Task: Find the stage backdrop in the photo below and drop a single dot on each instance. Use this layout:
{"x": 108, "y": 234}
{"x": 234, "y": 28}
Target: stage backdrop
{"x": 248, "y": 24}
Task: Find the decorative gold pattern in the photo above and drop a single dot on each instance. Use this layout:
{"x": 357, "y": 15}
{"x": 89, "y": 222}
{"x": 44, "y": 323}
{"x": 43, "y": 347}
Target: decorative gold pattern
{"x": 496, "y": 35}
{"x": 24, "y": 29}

• • • • • • •

_Directions for this task_. Transcribe the records in full, word for word.

_Result_.
Task: Find the stage backdrop in the photo below and drop a single dot on each instance. Use this layout:
{"x": 108, "y": 234}
{"x": 234, "y": 28}
Target: stage backdrop
{"x": 248, "y": 24}
Task: Find the decorative gold pattern in the photo above and drop a single dot on each instance. Use this layout:
{"x": 357, "y": 15}
{"x": 89, "y": 222}
{"x": 44, "y": 323}
{"x": 43, "y": 347}
Target: decorative gold pattern
{"x": 496, "y": 35}
{"x": 24, "y": 29}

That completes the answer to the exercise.